#### [What to do]
A faithful, word-for-word copy of the data below is required, without pictures.

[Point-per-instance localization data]
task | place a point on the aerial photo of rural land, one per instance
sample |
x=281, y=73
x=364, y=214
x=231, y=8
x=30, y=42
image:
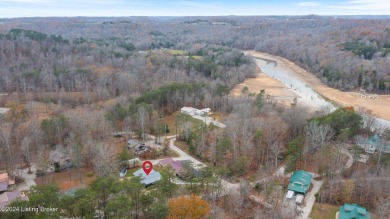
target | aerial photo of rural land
x=194, y=109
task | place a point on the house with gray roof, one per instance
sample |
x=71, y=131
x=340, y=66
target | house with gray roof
x=149, y=179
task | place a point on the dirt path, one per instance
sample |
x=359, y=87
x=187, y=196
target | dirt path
x=378, y=107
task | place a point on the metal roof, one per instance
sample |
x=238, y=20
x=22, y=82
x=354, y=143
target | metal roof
x=300, y=181
x=349, y=211
x=153, y=176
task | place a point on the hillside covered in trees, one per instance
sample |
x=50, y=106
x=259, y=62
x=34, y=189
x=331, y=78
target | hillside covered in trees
x=344, y=53
x=85, y=96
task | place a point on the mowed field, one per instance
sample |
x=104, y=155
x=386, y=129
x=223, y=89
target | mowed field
x=378, y=107
x=271, y=87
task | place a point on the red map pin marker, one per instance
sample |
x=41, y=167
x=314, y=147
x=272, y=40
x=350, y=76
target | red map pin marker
x=147, y=166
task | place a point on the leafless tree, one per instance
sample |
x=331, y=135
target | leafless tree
x=143, y=118
x=318, y=135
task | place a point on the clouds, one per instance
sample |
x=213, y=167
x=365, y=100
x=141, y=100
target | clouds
x=308, y=4
x=32, y=8
x=364, y=5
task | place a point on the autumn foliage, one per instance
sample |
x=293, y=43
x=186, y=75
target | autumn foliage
x=187, y=207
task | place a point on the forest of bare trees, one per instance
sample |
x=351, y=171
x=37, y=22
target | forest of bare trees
x=344, y=53
x=70, y=83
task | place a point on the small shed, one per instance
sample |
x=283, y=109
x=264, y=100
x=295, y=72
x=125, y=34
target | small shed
x=300, y=182
x=353, y=211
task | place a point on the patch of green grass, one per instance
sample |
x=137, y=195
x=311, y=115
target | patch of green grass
x=323, y=211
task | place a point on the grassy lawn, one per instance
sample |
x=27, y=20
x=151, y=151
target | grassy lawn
x=323, y=211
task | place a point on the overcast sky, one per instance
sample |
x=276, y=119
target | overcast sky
x=68, y=8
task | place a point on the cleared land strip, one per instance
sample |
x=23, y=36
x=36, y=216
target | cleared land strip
x=377, y=106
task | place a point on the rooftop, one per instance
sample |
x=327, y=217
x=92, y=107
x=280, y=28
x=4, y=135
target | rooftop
x=153, y=176
x=300, y=181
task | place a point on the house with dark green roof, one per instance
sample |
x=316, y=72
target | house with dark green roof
x=353, y=211
x=300, y=182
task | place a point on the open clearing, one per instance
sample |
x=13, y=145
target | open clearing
x=378, y=107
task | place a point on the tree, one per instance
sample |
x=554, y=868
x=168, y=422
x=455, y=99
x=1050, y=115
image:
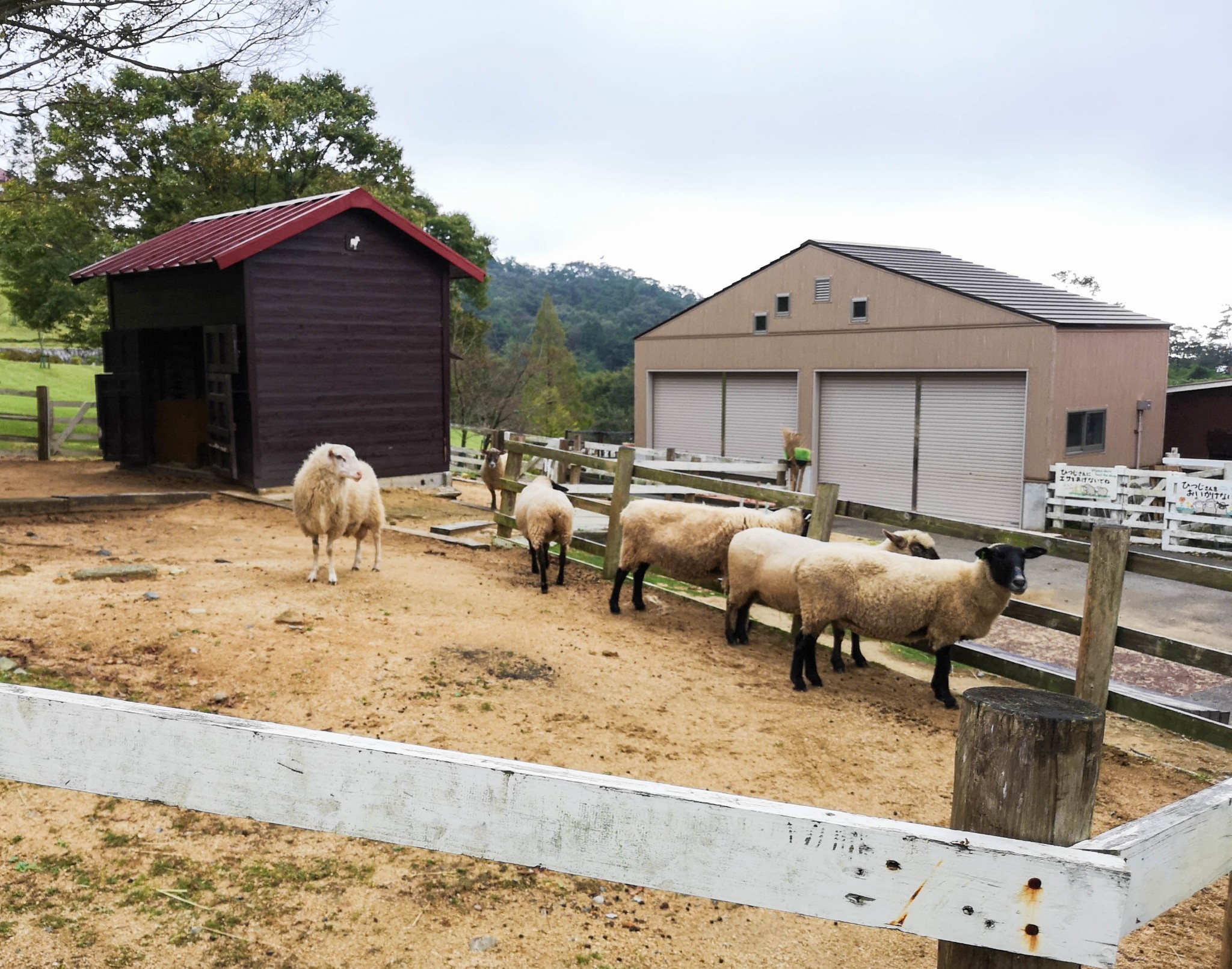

#### [Written reply]
task | place a point on the aerial photo of rural land, one per instance
sample |
x=281, y=73
x=364, y=214
x=231, y=8
x=30, y=42
image:
target | aerial photo of rural land
x=194, y=109
task | place a point on the house with gray roof, one per instance
sample |
x=71, y=131
x=340, y=66
target | house with gray roof
x=149, y=179
task | place a point on the dirt path, one per instance
sample |
x=359, y=87
x=187, y=196
target | dirt path
x=378, y=107
task | place a point on the metal roof, one per instance
sample |
x=238, y=20
x=22, y=82
x=354, y=143
target | metal roof
x=300, y=181
x=349, y=211
x=153, y=176
task | place a point on the hillside covered in trees, one per instance
sample |
x=50, y=106
x=259, y=62
x=34, y=189
x=331, y=78
target | hillside covered in trees
x=344, y=53
x=85, y=96
task | place a point on the mowed field, one per instance
sample |
x=104, y=155
x=386, y=129
x=223, y=89
target | mowed field
x=378, y=107
x=271, y=87
task | place a point on the red map pin marker, one per instance
sample |
x=41, y=167
x=314, y=147
x=272, y=40
x=350, y=76
target | red map pin marker
x=147, y=166
task | place a point on the leafless tree, one per instance
sample |
x=331, y=135
target | leafless tree
x=143, y=118
x=318, y=135
task | place a point on the clouds, one per instance
sample |
x=213, y=167
x=365, y=100
x=141, y=100
target | clouds
x=308, y=4
x=32, y=8
x=364, y=5
task | place a point on the autumn foliage, one per instance
sample |
x=293, y=43
x=186, y=75
target | autumn foliage
x=187, y=207
task | place a point on the forest of bare trees, one per instance
sample |
x=351, y=171
x=37, y=22
target | forest of bare trees
x=344, y=53
x=70, y=83
task | place a point on the small shed, one per instance
sample |
x=283, y=109
x=264, y=100
x=295, y=72
x=125, y=34
target | small shed
x=300, y=182
x=353, y=211
task | place a point on the patch of green grass, one per instance
sample |
x=137, y=195
x=311, y=115
target | patch of green grass
x=323, y=211
task | place a point on the grassy lawn, one per instance
sample |
x=27, y=20
x=151, y=151
target | grassy lawn
x=323, y=211
task | place a point on the overcast sky, one per instance
sample |
x=276, y=119
target | overcast sky
x=68, y=8
task | place a point on the cleared land strip, one per instance
sample |
x=23, y=36
x=36, y=216
target | cleared land strip
x=377, y=106
task | place a point on the rooftop, one per instance
sample |
x=327, y=217
x=92, y=107
x=280, y=28
x=4, y=135
target | rooftop
x=153, y=176
x=300, y=181
task | place a point on the house with dark green roof, one per instance
sample |
x=316, y=72
target | house with dark green roof
x=353, y=211
x=300, y=182
task | place a point on the open clearing, one per instance
sample |
x=13, y=145
target | open clearing
x=378, y=107
task | place a point on the tree, one per instance
sample |
x=554, y=868
x=168, y=422
x=455, y=99
x=1050, y=115
image:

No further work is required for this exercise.